··· TASK MATERIAL ···

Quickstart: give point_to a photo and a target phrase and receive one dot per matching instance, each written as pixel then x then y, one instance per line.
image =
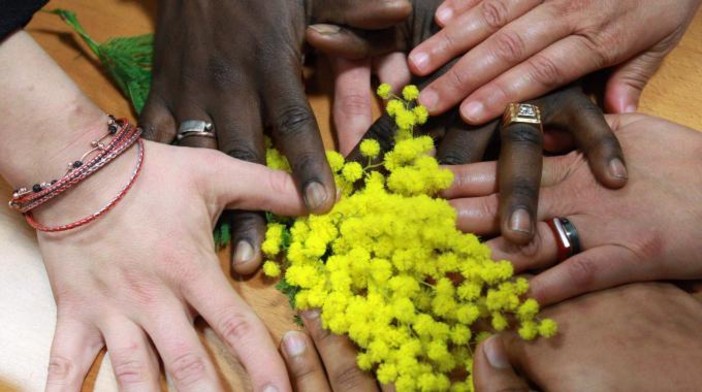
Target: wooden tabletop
pixel 673 94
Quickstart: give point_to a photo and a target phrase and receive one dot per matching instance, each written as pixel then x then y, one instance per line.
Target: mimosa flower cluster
pixel 388 268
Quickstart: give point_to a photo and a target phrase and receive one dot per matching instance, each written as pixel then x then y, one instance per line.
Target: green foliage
pixel 127 60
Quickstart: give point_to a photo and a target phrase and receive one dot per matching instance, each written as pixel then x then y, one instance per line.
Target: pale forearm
pixel 47 121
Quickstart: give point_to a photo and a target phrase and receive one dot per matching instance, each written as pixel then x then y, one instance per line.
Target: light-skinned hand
pixel 511 51
pixel 648 230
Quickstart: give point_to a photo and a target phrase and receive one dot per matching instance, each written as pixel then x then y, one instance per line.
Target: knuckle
pixel 582 272
pixel 447 41
pixel 247 224
pixel 348 377
pixel 281 183
pixel 488 206
pixel 303 368
pixel 523 134
pixel 188 368
pixel 524 192
pixel 453 158
pixel 244 153
pixel 509 46
pixel 221 72
pixel 60 368
pixel 494 13
pixel 235 327
pixel 599 46
pixel 532 249
pixel 129 371
pixel 545 72
pixel 355 104
pixel 458 79
pixel 294 120
pixel 158 134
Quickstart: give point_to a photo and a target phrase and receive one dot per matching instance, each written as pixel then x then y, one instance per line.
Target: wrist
pixel 47 121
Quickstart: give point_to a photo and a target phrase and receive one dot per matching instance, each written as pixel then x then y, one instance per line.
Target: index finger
pixel 238 326
pixel 519 179
pixel 296 133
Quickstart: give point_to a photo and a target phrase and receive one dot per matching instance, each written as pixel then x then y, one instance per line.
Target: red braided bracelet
pixel 25 199
pixel 111 204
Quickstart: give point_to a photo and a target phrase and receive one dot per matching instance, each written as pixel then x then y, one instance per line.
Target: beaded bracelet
pixel 111 204
pixel 123 137
pixel 79 175
pixel 25 199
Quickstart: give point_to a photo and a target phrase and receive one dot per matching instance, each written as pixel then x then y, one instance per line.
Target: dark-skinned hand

···

Copy the listing verbatim, starting at its first line and ending at the line that contains "pixel 673 94", with both of those lines included. Omit the pictures from your copy.

RESPONSE BELOW –
Quickstart: give point_to a photo and a target phrase and receive one dot per matching instance, each written as pixel then x then y, one instance per line.
image =
Target: wooden tabletop
pixel 673 94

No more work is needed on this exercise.